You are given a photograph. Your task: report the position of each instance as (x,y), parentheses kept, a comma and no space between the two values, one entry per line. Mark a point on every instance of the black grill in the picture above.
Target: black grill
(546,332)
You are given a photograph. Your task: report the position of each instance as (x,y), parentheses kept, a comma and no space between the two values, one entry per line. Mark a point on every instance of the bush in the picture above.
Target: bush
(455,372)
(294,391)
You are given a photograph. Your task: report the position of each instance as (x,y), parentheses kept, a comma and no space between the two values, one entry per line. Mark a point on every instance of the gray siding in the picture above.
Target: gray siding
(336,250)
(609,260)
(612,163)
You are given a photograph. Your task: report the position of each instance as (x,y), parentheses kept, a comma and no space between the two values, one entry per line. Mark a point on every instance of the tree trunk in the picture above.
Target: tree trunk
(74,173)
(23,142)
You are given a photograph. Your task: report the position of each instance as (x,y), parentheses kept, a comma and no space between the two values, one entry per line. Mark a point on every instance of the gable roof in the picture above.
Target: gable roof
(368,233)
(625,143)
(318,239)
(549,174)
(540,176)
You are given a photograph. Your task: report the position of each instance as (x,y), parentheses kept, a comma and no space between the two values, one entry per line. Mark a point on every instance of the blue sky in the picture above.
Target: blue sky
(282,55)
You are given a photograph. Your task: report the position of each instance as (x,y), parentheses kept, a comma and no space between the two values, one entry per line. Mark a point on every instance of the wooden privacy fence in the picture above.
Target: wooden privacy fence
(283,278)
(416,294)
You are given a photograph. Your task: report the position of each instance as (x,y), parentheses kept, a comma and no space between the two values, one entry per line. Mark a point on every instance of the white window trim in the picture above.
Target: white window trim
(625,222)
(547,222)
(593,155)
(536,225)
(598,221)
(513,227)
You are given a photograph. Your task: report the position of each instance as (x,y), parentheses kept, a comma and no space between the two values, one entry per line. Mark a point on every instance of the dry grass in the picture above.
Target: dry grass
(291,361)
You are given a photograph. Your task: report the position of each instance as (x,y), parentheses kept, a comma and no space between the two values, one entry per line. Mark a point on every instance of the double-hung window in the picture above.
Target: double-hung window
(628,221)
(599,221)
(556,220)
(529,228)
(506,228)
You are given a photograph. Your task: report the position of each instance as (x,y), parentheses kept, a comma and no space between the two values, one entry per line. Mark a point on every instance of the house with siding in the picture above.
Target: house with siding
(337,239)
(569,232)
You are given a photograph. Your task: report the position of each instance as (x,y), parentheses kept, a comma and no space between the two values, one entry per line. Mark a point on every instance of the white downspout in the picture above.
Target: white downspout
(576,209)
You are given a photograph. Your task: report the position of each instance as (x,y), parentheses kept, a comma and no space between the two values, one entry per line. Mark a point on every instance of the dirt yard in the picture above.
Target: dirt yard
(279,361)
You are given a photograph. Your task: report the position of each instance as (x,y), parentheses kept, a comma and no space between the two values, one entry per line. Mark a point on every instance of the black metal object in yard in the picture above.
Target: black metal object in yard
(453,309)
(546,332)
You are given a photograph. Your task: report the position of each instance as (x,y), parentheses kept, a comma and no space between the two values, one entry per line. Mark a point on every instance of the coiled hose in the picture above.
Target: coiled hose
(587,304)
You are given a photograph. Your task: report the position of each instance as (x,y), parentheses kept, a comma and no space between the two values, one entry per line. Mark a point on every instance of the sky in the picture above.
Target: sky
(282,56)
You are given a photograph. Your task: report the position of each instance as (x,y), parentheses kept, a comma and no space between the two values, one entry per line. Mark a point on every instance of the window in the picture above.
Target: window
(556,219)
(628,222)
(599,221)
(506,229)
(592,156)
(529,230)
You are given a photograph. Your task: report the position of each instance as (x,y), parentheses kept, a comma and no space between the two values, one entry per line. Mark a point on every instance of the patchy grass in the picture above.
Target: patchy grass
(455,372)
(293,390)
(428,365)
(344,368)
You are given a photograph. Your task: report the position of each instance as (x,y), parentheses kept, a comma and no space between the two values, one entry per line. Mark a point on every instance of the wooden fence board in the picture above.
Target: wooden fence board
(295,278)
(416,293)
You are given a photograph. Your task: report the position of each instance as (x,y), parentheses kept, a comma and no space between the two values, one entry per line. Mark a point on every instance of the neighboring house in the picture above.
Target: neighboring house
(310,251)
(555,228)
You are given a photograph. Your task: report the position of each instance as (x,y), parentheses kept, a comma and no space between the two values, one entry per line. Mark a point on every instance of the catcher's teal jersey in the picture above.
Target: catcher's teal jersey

━━━

YOUR TASK: Nothing in the records should differ from the original when you retype them.

ANSWER SPACE:
You are given a photograph. Your task: report the position of each instance as (x,y), parentheses kept, a comma and no space between the two values, one entry per line. Mark a point on every instance of the black grill in the picture above.
Target: black grill
(546,332)
You are given a photograph. Your task: report the position of each instance as (x,y), parentheses kept, a comma and no space between the two values, one entry per line. Mark a point on every instance of the bush in the picture above.
Target: bush
(455,372)
(294,391)
You are given a photograph. Your task: report the position of each instance as (x,y), parentheses kept, a comma and no space between the two values, one entry per line. Mark a point on every instance of the gray siding in the picture above.
Target: gray siding
(336,250)
(609,260)
(612,163)
You are given a photograph. Your task: report the position of each instance as (x,y), parentheses kept, a comma and no space between the two values, one entry per line. Mark a point on every instance of the tree trunk in the picture above.
Target: tree trunk
(74,173)
(23,142)
You are given a photograph. Your task: report the position of each instance as (x,y), parentheses kept, a comma and no space between the two values, one entry per line. Mark a point on every instance of the gable roof in the picture above.
Target: gable roof
(368,233)
(625,143)
(318,239)
(549,174)
(540,176)
You are given a photograph. Your task: report the position of each instance as (x,y), parentheses kept, a comma and no space between the two values, one entry per line. Mark a point on every instance of the blue sky in the picture above.
Target: blue sky
(282,55)
You are given a photograph. Your task: report the position of each instance as (x,y), parentheses kept, a comma and no space between the two values, one entry per line. Mark a point on every instance of the wooden privacy fence in the picture above.
Target: wooden privacy fence
(283,278)
(416,294)
You are given a photograph. Your task: report the position of each instance as (x,y), parentheses kept, a comma and no space between the two values, one entry per line. Mark a point on every instance of the white window trim in the picture above.
Target: white window trim
(625,222)
(547,222)
(593,155)
(536,225)
(598,221)
(513,227)
You are given a photograph. Your task: report the position of each instance as (x,y), parentheses kept, a comma and no space between the two values, one entry per line. Mark a point on every instance of the dry grass in the picture above.
Target: dry grass
(291,361)
You are given a photograph. Your task: report the position of each instance as (x,y), parentheses kept, a comma and no space between the two values, one entry per line. Mark a point on every instance of the double-hung window in the picture above.
Target: double-hung window
(628,221)
(599,221)
(556,220)
(529,228)
(506,228)
You are given a photograph. Your task: report the position of each instance as (x,y), parentheses kept, a comma and no space between the two values, one entry per line. Mark a point on every instance of the house with siding in the picture above.
Target: house with siding
(337,239)
(569,232)
You are given a photograph. Your task: report the position of each instance as (x,y), parentheses kept, a comma and no space between the two values, one entry per line. Mark a point on every instance of the white downspout in the picture above.
Target: white downspout
(576,209)
You are given a photograph. Your task: report the position of each instance as (x,y), parentheses kept, a comma and no space between the two values, one entry per line. Mark a point on every instance of the dirt yard in the picture above.
Target: dirt yard
(279,361)
You are given a photograph. Your task: report the position of each instance as (x,y), parentheses kept, a comma and no space between the two values, one entry per line. Mark a point on every instance of the black metal object in yard in the picture above.
Target: black metal object in yard
(453,309)
(546,332)
You are given a photograph. Your task: report the position of each instance as (x,y), parentheses kept, a comma and no space between the two values, one entry per line. Mark a point on every instance of the coiled hose in the picture above.
Target: coiled hose
(587,304)
You are given a photograph. Your task: report the position of each instance as (x,y), parentheses kept, a comma and no space between the two values, one entry per line. Mark a point on every instance of the sky in the picture above.
Target: sky
(282,56)
You are given a photograph. Your task: report the position of each instance as (x,y), parentheses kept, a comma and no space between the two values, one entry per line. Mark a point on every instance of the window in the picture above.
Target: window
(556,219)
(628,222)
(599,221)
(506,229)
(592,156)
(529,230)
You are given a photograph. Your task: report the position of each instance as (x,y), parentheses kept, a comma and no space between the two values, one entry per line. Mark a point on every instance of the patchy grass in the picture above.
Target: patchy grass
(455,372)
(293,390)
(428,365)
(344,368)
You are given a photograph. Your task: report the position of each instance as (x,y), parentheses kept, a comma and no space between the two values, one entry per line. Mark a point on every instance of the wooden fence board in the picture above.
Target: wooden fence board
(295,278)
(416,293)
You are given a photograph. Your task: report the position of each instance as (x,y), parentheses kept, a comma and no space between the two values, one entry per line. Mark a point on every instance of the neighboring house in the picture above.
Target: neighboring house
(310,251)
(555,228)
You are given a photograph. Your task: report the position of each instance as (x,y), parentheses kept, a comma and no space between the two values, one entry per line. Mark a point on every instance of the catcher's teal jersey in the picture above.
Target: catcher's teal jersey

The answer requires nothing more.